• Written task: Write out everything from the line that contains "occurrence of blue" down to the line that contains "top-left (682, 250), bottom-right (726, 341)", both lines included, with every coordinate in the answers multiplied by 0.6 and rounded to a whole number, halves rounding up. Keep the requests and their format samples unchanged, and give only those lines.

[Source data]
☆ ☆ ☆

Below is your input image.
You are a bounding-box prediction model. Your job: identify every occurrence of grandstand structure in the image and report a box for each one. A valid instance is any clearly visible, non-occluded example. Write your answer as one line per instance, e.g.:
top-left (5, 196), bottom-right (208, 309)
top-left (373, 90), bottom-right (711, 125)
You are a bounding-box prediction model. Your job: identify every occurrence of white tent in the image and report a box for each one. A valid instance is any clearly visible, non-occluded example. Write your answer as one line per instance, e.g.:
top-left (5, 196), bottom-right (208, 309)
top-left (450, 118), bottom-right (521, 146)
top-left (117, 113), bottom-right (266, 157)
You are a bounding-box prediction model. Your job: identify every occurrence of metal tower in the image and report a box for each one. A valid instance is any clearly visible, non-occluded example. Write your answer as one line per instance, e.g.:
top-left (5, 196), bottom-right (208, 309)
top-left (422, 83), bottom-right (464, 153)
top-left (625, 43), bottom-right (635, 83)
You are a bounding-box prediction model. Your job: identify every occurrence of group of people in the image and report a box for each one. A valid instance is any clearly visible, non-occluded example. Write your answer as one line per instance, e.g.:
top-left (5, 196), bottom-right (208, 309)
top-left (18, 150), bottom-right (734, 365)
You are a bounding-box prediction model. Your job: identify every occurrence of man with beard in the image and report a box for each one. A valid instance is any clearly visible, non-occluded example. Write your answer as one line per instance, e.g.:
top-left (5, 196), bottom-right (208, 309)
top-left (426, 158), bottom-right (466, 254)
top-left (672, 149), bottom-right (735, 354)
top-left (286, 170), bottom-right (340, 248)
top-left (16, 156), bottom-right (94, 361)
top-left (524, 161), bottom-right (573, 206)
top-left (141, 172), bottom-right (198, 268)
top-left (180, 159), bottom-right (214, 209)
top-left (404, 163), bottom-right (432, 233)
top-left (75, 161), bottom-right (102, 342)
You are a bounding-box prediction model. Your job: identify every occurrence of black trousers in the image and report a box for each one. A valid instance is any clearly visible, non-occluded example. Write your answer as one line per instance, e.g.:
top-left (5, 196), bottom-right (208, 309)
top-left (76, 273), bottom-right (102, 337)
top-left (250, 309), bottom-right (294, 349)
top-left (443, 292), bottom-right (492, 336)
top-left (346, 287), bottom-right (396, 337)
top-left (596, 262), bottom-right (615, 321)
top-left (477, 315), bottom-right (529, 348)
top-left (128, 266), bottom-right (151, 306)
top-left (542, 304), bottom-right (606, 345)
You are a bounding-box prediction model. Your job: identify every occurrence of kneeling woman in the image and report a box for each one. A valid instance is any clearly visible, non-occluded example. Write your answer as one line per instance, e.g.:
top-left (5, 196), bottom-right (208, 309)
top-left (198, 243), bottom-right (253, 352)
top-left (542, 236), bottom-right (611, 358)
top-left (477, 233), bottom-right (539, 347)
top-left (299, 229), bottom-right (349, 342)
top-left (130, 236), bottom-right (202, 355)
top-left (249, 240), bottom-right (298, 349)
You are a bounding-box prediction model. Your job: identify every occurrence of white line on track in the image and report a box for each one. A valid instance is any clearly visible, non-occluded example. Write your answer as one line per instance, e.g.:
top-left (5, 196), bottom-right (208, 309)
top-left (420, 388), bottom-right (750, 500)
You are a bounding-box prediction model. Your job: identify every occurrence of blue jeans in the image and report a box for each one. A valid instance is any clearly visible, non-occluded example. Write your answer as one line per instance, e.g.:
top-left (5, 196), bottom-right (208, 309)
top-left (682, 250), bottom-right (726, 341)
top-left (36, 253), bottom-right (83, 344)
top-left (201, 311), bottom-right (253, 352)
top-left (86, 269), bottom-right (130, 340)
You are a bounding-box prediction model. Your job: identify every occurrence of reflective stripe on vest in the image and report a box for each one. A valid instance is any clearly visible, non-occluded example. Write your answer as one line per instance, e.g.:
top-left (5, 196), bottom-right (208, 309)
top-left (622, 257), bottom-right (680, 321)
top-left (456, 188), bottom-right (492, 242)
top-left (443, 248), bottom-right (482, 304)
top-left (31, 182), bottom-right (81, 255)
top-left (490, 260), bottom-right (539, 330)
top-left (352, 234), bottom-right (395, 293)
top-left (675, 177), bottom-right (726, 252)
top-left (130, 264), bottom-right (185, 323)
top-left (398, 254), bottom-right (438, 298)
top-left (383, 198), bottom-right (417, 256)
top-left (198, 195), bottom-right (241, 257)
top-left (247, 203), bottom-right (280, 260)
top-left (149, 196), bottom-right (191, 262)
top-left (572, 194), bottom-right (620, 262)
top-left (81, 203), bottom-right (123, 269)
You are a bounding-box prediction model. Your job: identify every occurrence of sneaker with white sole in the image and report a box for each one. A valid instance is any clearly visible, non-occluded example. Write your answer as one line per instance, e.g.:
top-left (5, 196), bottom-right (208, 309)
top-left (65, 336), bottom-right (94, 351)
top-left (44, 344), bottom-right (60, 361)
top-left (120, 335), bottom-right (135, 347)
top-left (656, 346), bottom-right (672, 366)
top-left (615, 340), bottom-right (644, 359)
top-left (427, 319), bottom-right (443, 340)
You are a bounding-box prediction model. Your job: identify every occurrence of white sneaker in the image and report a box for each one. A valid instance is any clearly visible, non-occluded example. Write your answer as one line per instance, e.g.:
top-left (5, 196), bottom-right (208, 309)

☆ ☆ ☆

• Exercise answer:
You are a bounding-box prediction model. Your job: identify every occurrence of blue jeans in the image and report a box for each one. A valid instance is any clearly visible, non-occluded example. Write your answer as one line per instance, e.g.:
top-left (5, 196), bottom-right (208, 309)
top-left (409, 150), bottom-right (436, 205)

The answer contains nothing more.